Page excerpt →

------------------------------------------------------------

The Company's business services division provides: Long-term procurement,
maintenance, and operation of radiology departments in Government-owned
hospitals; Operation and maintenance services for infrastructure networks,
wastewater treatment plants, sewage network and sewage treatment plants; and
city cleaning and municipal waste collection. In the 12 months ended 31
December 2023, Business Services accounted for 6 per cent of the Company's
revenue and 28 per cent of its adjusted EBITDA.

Revenue increased AED 66.3 million, or by 12.8 per cent., to AED 585.4 million
in the twelve months ended 31 December 2023 from AED 519.0 million in the
twelve months ended 31 December 2022, primarily due to an increase in work
orders in the sewage and infrastructure business.

------------------------------------------------------------

Data to examine →
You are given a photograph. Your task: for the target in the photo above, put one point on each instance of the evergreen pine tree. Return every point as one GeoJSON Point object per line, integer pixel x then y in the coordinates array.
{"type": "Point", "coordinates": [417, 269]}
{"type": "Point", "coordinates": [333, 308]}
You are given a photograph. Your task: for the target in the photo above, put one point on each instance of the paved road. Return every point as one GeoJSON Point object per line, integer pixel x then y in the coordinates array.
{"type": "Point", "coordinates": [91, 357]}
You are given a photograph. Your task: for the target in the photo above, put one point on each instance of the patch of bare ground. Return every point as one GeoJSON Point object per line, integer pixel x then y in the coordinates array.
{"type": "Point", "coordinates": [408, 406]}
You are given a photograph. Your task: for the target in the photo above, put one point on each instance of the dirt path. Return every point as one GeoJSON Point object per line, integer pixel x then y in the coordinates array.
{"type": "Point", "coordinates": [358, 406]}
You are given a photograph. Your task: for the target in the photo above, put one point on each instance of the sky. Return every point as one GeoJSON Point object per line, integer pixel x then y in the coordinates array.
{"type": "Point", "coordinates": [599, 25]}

------------------------------------------------------------

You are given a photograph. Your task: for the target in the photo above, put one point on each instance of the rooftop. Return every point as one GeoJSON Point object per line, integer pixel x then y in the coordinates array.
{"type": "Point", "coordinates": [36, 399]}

------------------------------------------------------------

Apply what you read →
**A.** According to the business services excerpt, what share of the Company's adjusted EBITDA did Business Services account for in the 12 months ended 31 December 2023?
**B.** Return the portion of the business services excerpt from "The Company's business" up to and including "its adjusted EBITDA.", copied word for word.
Completing the work that comes after this point does not require the lines.

Results in order →
**A.** 28 per cent

**B.**
The Company's business services division provides: Long-term procurement,
maintenance, and operation of radiology departments in Government-owned
hospitals; Operation and maintenance services for infrastructure networks,
wastewater treatment plants, sewage network and sewage treatment plants; and
city cleaning and municipal waste collection. In the 12 months ended 31
December 2023, Business Services accounted for 6 per cent of the Company's
revenue and 28 per cent of its adjusted EBITDA.